-- START --

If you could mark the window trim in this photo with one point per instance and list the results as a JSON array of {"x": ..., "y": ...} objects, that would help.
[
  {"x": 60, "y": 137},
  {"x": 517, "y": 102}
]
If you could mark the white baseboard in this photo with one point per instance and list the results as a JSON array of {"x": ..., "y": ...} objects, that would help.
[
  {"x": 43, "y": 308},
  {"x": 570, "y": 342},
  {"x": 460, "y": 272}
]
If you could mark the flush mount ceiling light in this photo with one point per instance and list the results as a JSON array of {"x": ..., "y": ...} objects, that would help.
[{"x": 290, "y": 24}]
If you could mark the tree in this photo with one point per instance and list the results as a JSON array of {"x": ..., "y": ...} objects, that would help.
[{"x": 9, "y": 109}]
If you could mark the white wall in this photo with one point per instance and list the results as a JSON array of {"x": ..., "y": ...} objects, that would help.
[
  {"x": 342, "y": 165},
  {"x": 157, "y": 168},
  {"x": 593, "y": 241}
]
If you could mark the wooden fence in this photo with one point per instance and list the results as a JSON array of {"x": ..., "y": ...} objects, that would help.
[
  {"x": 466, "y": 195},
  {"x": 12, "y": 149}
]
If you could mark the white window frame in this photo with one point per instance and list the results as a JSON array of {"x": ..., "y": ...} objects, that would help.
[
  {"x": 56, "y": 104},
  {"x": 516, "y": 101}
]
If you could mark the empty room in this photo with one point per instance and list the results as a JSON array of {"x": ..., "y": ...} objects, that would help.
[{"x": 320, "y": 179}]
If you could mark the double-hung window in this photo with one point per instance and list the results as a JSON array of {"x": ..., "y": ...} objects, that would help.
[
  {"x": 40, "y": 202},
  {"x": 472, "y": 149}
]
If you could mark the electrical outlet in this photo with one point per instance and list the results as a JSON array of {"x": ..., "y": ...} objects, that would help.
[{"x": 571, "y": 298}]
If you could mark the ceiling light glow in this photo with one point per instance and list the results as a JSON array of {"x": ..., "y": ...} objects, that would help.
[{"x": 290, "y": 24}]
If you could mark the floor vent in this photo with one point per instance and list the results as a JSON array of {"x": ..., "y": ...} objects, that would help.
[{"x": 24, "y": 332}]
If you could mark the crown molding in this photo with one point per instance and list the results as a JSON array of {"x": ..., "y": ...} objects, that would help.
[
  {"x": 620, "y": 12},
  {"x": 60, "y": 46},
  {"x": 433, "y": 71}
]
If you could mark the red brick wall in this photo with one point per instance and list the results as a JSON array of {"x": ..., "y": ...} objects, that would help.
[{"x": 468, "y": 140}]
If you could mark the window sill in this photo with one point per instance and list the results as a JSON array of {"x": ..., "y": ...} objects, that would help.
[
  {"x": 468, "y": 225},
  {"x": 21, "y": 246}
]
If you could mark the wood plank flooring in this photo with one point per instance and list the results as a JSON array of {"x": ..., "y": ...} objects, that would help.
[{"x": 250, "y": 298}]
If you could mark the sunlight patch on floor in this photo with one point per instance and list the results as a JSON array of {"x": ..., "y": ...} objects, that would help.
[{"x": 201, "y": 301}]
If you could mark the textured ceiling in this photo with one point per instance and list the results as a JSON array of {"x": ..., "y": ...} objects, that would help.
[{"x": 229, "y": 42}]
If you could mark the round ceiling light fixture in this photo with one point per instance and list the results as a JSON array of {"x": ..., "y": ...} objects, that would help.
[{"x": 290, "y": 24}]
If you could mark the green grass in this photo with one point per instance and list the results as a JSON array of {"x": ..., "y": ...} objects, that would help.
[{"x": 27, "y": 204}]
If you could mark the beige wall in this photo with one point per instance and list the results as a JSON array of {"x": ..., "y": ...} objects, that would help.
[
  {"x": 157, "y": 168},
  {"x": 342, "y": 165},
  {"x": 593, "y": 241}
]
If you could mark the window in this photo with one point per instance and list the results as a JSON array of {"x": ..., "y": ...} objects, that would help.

-- END --
-- START --

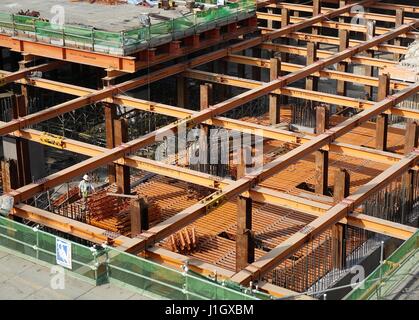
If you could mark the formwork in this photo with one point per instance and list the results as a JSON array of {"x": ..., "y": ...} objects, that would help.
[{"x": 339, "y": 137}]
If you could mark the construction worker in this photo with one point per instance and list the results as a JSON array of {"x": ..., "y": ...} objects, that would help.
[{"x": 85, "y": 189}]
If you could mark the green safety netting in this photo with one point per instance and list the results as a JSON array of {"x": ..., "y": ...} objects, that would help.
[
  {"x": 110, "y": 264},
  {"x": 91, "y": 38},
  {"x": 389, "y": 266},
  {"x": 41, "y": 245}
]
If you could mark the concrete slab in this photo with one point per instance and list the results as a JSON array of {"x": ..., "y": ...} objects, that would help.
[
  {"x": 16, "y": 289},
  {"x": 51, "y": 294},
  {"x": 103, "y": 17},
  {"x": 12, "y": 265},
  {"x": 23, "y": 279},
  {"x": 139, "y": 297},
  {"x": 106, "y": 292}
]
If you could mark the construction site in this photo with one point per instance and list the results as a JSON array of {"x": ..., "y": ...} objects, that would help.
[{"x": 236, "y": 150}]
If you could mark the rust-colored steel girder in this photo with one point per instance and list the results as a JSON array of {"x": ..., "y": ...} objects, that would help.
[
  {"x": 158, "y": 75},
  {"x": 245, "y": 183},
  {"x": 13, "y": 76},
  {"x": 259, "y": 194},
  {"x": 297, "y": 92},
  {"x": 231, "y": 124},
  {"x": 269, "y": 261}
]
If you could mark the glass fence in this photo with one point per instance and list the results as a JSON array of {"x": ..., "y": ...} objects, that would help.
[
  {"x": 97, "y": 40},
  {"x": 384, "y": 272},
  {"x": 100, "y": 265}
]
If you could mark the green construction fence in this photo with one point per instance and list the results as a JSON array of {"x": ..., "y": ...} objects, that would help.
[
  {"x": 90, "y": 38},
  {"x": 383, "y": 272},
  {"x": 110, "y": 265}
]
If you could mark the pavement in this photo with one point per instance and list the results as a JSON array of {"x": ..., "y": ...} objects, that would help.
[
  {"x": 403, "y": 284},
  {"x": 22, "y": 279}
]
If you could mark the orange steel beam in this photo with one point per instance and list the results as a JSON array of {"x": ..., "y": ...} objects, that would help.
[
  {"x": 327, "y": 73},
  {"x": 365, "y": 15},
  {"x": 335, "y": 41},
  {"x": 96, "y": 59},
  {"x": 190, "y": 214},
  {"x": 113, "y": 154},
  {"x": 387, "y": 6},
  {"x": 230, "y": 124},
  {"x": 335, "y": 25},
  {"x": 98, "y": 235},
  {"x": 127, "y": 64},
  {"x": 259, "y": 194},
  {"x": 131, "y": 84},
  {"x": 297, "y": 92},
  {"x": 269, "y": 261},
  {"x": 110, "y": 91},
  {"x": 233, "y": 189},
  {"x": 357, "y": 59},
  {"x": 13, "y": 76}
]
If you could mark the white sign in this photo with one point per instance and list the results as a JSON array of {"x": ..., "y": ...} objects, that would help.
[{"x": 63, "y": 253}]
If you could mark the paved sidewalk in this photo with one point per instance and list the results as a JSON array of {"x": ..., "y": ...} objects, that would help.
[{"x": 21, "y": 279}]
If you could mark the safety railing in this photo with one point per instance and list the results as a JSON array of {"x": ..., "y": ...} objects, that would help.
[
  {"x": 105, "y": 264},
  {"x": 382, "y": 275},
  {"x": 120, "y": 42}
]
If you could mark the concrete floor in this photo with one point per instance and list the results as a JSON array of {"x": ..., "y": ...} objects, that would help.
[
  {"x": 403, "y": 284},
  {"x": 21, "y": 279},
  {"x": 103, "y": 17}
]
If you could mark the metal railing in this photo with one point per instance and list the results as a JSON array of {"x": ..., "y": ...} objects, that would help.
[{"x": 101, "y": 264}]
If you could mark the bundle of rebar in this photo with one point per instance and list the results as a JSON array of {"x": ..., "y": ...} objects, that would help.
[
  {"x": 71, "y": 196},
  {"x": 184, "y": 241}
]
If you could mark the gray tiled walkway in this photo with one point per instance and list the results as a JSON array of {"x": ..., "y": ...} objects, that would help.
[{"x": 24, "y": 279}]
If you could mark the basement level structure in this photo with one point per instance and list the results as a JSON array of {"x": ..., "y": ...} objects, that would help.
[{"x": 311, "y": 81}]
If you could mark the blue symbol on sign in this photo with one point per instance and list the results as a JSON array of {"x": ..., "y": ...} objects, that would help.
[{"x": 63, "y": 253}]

-- END --

Challenge: Extract every line from the items above that contains the string "railing".

Task response:
If you could mark the safety railing in this photo with one point per instance and list the results as a JSON array of {"x": ..., "y": ...} objects, that would help.
If you could mark the metal railing in this photo with one point per instance and list the results as a JSON array of {"x": ..., "y": ...} objects, that would help.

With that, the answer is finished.